PROBLEM DETAILS:
Find "TASK = point to the browned" in the records that follow; print that line and each subsequent line through the last one, verbatim and with nothing added.

PROVIDED ENTRIES:
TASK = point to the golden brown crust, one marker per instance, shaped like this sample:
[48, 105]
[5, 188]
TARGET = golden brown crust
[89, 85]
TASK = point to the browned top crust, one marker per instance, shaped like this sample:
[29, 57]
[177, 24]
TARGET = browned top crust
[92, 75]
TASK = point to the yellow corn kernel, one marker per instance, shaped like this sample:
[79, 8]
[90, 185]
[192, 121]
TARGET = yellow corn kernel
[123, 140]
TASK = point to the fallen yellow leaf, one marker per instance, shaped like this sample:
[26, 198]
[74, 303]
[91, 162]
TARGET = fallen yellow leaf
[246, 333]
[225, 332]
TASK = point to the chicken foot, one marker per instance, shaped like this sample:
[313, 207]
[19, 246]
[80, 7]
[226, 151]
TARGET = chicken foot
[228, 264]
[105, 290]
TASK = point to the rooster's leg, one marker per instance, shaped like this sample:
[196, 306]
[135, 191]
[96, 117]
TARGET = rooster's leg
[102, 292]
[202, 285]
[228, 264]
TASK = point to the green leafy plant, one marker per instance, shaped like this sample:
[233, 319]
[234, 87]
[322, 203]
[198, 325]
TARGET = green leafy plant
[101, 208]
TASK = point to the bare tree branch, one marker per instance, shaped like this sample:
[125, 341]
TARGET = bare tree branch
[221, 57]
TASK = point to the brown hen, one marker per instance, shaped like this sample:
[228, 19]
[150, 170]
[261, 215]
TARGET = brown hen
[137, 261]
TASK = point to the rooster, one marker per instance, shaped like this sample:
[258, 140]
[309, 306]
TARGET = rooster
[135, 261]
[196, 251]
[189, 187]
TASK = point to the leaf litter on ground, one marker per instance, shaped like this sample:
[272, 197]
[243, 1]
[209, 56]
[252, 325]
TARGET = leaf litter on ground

REPLY TO THE TASK:
TASK = point to the browned top crust, one marker per instance, shaped like this sample:
[29, 57]
[177, 24]
TARGET = browned top crust
[92, 75]
TASK = point to the yellow corn kernel, one marker per instance, shaped like this sample:
[79, 8]
[90, 185]
[192, 121]
TARGET = yellow corn kernel
[123, 140]
TASK = point to the fallen yellow leaf, one marker per instance, shaped like this sample:
[26, 198]
[74, 303]
[91, 162]
TARGET = fallen yellow leaf
[246, 333]
[225, 332]
TASK = point to the chicken foot, one marker per instance, shaped like this sample:
[313, 207]
[19, 246]
[80, 7]
[226, 151]
TARGET = chicken foot
[228, 264]
[105, 290]
TASK = point to the rooster's leg, one marker per instance, shaped like this sample:
[196, 306]
[135, 191]
[96, 117]
TARGET = rooster's leg
[102, 292]
[202, 285]
[228, 264]
TASK = point to the green leafy plant, one marker per instance, shaped like this sample:
[233, 319]
[234, 87]
[322, 203]
[198, 325]
TARGET = green leafy plant
[101, 208]
TASK = point to the bare tree branch, one marker per instance, shaped like this sample:
[125, 341]
TARGET = bare tree branch
[221, 57]
TASK = point to the brown hen, one marker per instance, shaped like this sample:
[228, 19]
[150, 170]
[261, 215]
TARGET = brown hen
[137, 261]
TASK = point to the rooster, one marker per instance, shaped like this sample:
[258, 140]
[309, 306]
TARGET = rooster
[135, 261]
[196, 251]
[189, 187]
TASK = point to the leaf litter on ground, one marker per instance, shaped like this sample:
[272, 197]
[243, 1]
[209, 56]
[252, 325]
TARGET = leaf litter on ground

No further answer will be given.